**Problem details:** Copy each record below exactly, please, and leave its pictures out.

------------

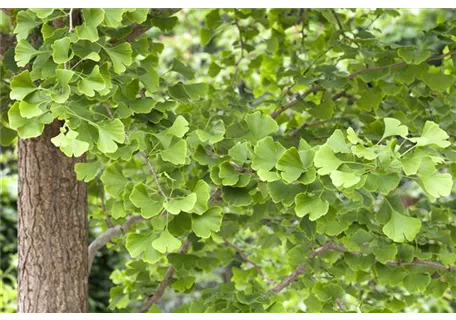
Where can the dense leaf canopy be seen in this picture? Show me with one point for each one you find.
(280, 160)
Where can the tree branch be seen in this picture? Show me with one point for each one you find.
(247, 259)
(161, 288)
(335, 247)
(138, 30)
(154, 174)
(352, 75)
(104, 238)
(315, 124)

------------

**Problem solution:**
Where can the dense leaf canopy be seen in this picture? Show me with one point for each one you find.
(280, 160)
Where can the tree branch be seen in this picture? Show me with one point for each one you find.
(247, 259)
(161, 288)
(335, 247)
(138, 30)
(154, 174)
(352, 75)
(104, 238)
(315, 124)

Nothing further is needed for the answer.